Задание
Допишите продолжение приведенных ниже воспоминаний об отце, начав сразу после их последнего предложения.

Фрагмент текста
——————————
Прежде всего, как водится, в Москве его арестовали как возможного колчаковского шпиона. Опасность случайного ареста усугублялась тем, что при обыске у него нашли старый партийный билет: он хранил его и порвав с партией. А к этому времени прошел по стране общий обмен партийных билетов. К счастью, в старом астраханском билете 1904 года писалось просто «член РСДРП» и не было ни маленького «б», ни маленького «м». Это обстоятельство помогло отцу оправдаться. Он объяснил свое положение тем, что якобы порвал с меньшевиками и еще не решился примкнуть к большевикам (хотя на самом деле все обстояло иначе). В то время еще допускались такие тонкости, и отец был выпущен из тюрьмы.
Как внушителен, однако, был урок, если обо всех обстоятельствах ареста и освобождения отца я узнала у матери только в 1975 (!) году, уже приступив к этим запискам и проверяя для них некоторые сведения!
3
С детства и до смерти отец прожил в бедности. Но род его занятий и природный вкус развили в нем любовь к первоклассным вещам, будь то добротная ткань или красиво изданная книга. Судьба скупо его наделяла ими, но тем лучше он умел их выбирать, ценить и беречь. И при более чем скромных возможностях как умел он сделать к случаю хороший подарок! Широкоформатный с золотым тиснением «Маугли» с рисунками Ватагина на именины, «Легенды об Уленшпигеле» в черно-глянцевом супере – на день рождения (и это при книжном голоде 30-х годов!), дивные замшевые туфли горохового цвета на высоком каблуке – в военной скудости и разорении весны 1943 года – к моему девятнадцатилетию, солидная кожаная сумка – в 1945 году под победные салюты… Один Бог знает, каких стараний, экономии и предусмотрительности стоили ему эти подарки.
С тем же вкусом выбирал он себе в 1920 году в пустой Москве жилье.
Я всегда предпочитал экономить на чем-нибудь другом, но жить в хорошем доме и хорошем районе, – говорил он, рассказывая о своих молодых странствиях. Позднее выбора не было, никогда уже не представлялось, и более двадцати лет он жил в темной конуре без дневного света и без уборной, хотя и на Кропоткинской. Но это уже была только милость судьбы, а не выбор.
——————————
Исходные записи

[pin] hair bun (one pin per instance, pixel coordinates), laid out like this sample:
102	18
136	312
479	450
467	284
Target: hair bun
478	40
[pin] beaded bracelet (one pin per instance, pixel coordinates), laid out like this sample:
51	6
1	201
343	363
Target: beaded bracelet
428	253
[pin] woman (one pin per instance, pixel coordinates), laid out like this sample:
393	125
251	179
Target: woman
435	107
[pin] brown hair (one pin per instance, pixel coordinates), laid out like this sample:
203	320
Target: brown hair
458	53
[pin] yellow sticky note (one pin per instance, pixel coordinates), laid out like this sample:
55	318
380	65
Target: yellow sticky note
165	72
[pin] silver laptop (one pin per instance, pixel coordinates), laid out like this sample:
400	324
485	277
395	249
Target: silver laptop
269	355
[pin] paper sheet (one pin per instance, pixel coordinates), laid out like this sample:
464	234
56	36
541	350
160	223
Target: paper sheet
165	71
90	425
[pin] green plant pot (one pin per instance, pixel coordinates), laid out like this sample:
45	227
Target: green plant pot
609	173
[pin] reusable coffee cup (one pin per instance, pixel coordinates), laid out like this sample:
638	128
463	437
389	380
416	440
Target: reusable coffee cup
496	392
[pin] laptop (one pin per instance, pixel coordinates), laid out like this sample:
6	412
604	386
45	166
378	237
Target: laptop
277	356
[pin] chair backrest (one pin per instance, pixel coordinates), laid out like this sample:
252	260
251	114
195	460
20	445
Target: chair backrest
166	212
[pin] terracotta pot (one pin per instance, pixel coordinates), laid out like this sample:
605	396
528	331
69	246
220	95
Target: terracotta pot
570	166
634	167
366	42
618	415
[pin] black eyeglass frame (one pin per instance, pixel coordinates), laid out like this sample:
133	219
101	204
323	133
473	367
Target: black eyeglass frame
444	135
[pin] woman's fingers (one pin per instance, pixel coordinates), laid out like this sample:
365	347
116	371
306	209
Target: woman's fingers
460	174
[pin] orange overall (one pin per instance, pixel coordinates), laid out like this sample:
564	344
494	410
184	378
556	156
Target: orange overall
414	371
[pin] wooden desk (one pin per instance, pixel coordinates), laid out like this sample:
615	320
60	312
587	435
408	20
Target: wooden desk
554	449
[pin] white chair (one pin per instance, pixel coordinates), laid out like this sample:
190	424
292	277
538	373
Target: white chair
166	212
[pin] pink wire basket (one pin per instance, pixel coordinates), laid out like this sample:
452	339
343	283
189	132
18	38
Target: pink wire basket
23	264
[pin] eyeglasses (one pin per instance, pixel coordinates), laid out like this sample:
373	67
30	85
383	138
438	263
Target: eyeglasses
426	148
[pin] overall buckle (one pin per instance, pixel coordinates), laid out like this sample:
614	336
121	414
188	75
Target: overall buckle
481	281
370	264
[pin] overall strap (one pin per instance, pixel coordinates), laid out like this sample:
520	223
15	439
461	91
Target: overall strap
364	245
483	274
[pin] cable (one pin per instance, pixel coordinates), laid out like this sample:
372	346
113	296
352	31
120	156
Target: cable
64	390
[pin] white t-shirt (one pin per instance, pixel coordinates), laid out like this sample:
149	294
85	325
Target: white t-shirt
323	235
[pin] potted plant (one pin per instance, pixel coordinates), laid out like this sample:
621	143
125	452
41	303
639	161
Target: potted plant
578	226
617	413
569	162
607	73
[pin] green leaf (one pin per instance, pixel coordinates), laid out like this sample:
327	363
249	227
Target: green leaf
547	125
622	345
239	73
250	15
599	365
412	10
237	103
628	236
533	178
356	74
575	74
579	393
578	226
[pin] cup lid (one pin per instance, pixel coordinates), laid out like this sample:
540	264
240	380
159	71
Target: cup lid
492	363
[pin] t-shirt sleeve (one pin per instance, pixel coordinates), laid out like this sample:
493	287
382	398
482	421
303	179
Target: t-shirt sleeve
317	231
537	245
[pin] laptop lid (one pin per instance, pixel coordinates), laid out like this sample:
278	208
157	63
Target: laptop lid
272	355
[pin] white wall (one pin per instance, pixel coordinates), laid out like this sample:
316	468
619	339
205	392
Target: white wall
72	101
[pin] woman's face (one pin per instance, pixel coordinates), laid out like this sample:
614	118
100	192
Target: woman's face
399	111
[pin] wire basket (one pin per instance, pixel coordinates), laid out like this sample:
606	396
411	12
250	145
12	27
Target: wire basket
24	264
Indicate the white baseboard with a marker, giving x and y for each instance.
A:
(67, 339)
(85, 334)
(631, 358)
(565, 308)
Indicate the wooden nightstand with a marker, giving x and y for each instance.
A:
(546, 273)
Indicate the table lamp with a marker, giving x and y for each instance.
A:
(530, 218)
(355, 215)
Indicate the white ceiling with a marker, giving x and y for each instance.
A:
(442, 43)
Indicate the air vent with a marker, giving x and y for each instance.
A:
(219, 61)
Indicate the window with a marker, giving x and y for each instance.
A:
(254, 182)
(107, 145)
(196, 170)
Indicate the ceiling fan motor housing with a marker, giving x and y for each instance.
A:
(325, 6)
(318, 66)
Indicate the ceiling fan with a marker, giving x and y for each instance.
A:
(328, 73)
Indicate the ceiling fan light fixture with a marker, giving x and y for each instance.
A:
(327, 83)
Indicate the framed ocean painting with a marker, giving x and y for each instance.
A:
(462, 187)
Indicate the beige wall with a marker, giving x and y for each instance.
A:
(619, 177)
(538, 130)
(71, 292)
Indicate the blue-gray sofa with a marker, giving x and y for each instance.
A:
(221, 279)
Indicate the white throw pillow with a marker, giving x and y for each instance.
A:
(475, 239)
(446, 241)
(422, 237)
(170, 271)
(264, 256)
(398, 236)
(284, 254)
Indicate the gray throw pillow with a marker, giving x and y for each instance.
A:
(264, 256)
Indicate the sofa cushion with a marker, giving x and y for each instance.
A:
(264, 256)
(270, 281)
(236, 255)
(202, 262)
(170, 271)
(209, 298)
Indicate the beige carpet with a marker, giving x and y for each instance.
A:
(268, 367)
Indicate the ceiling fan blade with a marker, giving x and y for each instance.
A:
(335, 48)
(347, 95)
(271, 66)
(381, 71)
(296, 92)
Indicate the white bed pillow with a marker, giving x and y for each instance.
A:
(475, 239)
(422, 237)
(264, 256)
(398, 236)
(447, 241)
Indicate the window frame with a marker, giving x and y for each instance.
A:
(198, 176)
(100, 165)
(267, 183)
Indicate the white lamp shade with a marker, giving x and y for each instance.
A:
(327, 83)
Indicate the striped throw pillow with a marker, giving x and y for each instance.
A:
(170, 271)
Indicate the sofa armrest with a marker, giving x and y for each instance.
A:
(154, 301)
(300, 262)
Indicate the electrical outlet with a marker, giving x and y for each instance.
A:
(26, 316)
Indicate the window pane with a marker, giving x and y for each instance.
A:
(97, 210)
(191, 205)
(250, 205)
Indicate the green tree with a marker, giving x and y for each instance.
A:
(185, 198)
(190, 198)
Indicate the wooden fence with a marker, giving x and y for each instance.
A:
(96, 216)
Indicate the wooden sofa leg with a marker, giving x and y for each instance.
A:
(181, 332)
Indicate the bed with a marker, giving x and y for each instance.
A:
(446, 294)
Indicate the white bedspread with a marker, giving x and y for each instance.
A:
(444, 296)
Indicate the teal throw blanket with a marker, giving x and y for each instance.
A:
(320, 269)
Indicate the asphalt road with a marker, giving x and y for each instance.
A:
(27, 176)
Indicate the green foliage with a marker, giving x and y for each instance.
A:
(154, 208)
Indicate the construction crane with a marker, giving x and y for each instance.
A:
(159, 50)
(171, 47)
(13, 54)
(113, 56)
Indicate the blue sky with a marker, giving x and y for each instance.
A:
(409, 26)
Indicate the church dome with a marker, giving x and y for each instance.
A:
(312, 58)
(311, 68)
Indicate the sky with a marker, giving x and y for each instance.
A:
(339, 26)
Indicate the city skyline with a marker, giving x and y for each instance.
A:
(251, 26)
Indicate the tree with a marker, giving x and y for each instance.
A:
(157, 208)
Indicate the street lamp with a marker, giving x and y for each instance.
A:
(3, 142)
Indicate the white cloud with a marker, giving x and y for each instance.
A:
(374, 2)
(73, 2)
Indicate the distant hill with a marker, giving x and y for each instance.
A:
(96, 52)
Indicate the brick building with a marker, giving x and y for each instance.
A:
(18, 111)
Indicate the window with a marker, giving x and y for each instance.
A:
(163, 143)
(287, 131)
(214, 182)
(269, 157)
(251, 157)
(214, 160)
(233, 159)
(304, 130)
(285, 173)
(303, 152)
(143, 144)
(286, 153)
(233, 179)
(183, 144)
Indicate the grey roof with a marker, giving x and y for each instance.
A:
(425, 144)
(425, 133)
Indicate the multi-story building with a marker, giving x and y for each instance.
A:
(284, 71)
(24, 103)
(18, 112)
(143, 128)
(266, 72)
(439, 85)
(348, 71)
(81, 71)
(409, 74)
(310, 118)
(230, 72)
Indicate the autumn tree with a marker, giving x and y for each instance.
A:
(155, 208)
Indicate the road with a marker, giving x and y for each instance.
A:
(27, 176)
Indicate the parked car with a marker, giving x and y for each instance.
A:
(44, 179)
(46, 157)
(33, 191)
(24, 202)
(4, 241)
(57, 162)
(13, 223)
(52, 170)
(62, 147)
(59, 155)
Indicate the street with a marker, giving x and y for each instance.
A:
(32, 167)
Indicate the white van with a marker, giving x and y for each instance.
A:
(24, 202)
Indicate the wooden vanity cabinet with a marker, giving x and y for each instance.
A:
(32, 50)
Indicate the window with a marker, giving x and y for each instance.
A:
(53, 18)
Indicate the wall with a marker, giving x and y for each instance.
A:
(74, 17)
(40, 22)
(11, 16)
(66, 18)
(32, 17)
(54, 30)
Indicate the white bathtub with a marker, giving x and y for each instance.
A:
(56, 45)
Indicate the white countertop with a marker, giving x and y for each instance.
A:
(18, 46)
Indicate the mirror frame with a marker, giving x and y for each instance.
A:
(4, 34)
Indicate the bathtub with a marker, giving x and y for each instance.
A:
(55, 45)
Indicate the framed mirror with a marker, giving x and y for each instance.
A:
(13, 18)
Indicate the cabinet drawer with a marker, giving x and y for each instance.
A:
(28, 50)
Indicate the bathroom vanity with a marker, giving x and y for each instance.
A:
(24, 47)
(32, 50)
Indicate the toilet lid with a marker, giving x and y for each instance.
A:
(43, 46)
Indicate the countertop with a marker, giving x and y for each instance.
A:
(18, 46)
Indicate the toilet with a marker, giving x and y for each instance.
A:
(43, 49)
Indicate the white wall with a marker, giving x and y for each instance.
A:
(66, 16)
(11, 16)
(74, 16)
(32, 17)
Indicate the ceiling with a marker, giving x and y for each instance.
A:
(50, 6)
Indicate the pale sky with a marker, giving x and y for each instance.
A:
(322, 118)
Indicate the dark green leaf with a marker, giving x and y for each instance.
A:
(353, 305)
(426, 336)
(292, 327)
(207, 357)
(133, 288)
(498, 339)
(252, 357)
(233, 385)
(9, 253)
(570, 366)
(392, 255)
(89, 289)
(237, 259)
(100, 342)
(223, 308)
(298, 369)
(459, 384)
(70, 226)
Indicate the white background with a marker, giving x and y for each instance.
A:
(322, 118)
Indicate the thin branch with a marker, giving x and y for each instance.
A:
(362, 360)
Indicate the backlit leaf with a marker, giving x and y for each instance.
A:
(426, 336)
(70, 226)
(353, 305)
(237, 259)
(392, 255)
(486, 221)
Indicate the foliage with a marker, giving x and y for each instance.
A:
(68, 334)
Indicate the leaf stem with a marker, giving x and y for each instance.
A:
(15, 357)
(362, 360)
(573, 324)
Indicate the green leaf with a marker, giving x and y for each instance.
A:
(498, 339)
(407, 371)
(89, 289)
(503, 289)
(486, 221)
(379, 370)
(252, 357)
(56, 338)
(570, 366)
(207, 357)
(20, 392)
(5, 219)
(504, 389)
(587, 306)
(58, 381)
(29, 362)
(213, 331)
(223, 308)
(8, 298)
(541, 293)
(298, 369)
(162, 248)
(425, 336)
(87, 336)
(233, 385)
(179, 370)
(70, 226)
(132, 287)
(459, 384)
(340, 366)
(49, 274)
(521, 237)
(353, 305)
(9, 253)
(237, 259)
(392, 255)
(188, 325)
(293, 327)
——————————
Ответ
Москва двадцатого года была еще пуста, но квартировладельцев уже «уплотняли», а они пытались найти приемлемый выход из положения. Дочь одного бывшего домовладельца предложила одинокому приятному молодому человеку занять одну из небольших комнат в их обширной пятикомнатной квартире. Так образовывались первые «коммунальные» квартиры – не изученное еще явление быта России XX века. А оно стоит того и социально, и психологически.
Провинциал, не знающий города, отец мой безошибочно угадал, как удобно и приятно жить в Москве в тихом арбатском переулке, вблизи Смоленского рынка и Новинского бульвара, на втором этаже комфортабельного дома постройки 1909 года – оптимальный вариант того времени.
Вскоре, правда, по каким-то причинам отец переехал в точно такую же квартиру на том же этаже напротив – с широкой передней, большой кухней, ванной комнатой, с лепными потолками, с наборным паркетом разнообразного рисунка, с мраморными подоконниками. Он занял в этой роскошной квартире узенькую комнату метров 15–17 у самой входной парадной двери. В другой подобной же комнате в глубине квартиры поселился еще один «холостяк» (так звали тихого соседа Константина Ивановича в дни моего раннего детства). Высокое, без переплетов, с зеркальным стеклом окно нашей первой комнаты выходило в такой же узкий, как комната, и потому темноватый переулок, глухо отражавший своими высокими каменными стенами многообразные звуки нэповской Москвы: крики татар-старьевщиков, цоканье лошадиных копыт по булыжнику, пиликанье скрипки музыканта, жившего в доме напротив, воркованье голубей, пение уличных певцов под шарманку. В 1923 году в этой комнате появилась мама – тогда еще Ольга Михайловна Краевская.